WHAT IS BEING ASKED = Locate each of the lines below that contains the word "negative" and copy those lines.

BEGIN GIVEN ENTRIES

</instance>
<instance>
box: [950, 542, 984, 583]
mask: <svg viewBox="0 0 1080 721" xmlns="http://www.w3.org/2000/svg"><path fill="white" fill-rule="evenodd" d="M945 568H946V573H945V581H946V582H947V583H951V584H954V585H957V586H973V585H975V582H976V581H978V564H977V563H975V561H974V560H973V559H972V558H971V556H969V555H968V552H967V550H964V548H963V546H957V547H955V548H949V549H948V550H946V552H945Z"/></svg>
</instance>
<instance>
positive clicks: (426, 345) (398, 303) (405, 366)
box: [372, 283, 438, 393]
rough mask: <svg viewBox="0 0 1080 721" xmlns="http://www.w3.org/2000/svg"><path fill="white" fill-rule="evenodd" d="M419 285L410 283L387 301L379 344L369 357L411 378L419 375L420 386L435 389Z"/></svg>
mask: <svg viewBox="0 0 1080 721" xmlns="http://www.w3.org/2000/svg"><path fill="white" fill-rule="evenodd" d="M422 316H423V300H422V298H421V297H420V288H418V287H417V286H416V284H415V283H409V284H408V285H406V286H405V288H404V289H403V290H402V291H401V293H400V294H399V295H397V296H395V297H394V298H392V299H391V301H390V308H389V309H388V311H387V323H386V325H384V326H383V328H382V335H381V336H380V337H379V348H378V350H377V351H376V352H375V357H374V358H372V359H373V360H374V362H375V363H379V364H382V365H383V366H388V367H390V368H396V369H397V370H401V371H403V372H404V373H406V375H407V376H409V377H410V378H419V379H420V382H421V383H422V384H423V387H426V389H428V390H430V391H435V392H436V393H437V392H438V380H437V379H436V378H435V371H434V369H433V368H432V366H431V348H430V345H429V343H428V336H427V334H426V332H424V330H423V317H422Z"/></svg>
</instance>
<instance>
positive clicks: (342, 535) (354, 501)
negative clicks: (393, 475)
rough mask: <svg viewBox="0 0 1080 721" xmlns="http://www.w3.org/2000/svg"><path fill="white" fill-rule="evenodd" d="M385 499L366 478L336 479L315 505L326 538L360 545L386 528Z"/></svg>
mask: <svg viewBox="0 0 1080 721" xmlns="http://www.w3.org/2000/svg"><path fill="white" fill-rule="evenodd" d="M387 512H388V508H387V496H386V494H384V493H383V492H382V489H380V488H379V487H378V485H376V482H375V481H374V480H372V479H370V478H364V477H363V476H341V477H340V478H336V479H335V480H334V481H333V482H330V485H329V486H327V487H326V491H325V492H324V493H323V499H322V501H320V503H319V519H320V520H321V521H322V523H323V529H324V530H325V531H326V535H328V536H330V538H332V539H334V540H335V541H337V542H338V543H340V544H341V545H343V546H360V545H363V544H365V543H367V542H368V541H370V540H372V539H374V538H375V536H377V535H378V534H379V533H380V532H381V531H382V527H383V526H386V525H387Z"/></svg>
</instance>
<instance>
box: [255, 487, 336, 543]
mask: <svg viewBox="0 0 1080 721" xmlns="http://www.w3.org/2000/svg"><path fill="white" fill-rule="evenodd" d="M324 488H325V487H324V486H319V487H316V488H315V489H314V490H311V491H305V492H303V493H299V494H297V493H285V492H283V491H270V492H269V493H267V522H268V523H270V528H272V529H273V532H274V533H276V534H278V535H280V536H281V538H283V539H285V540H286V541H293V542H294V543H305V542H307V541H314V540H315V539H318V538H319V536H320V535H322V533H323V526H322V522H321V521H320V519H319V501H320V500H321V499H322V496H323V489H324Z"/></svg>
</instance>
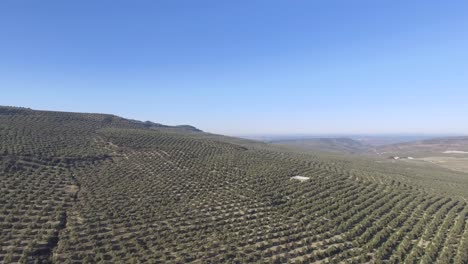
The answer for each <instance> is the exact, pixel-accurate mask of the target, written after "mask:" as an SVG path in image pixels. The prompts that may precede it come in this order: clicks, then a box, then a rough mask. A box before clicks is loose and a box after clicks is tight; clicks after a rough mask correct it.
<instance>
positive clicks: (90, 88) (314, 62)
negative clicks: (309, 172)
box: [0, 0, 468, 135]
mask: <svg viewBox="0 0 468 264" xmlns="http://www.w3.org/2000/svg"><path fill="white" fill-rule="evenodd" d="M467 29H468V2H467V1H419V0H415V1H399V0H394V1H370V0H369V1H360V0H356V1H345V0H342V1H334V0H331V1H330V0H328V1H325V0H317V1H290V0H289V1H280V0H278V1H256V0H249V1H242V0H239V1H203V0H200V1H179V0H172V1H170V0H167V1H119V0H97V1H86V0H81V1H48V0H43V1H32V0H31V1H28V0H4V1H1V3H0V34H1V39H0V40H1V41H0V92H1V96H0V105H15V106H25V107H31V108H34V109H47V110H63V111H77V112H104V113H113V114H117V115H120V116H124V117H128V118H134V119H139V120H151V121H154V122H160V123H165V124H191V125H195V126H197V127H199V128H201V129H203V130H205V131H209V132H215V133H222V134H228V135H241V134H299V133H301V134H309V133H310V134H317V133H318V134H324V133H334V134H349V133H457V134H458V133H463V134H468V122H467V121H468V119H467V117H466V116H467V113H468V49H467V47H468V30H467Z"/></svg>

END GIVEN ENTRIES

FINAL ANSWER =
negative clicks: (393, 475)
negative clicks: (309, 172)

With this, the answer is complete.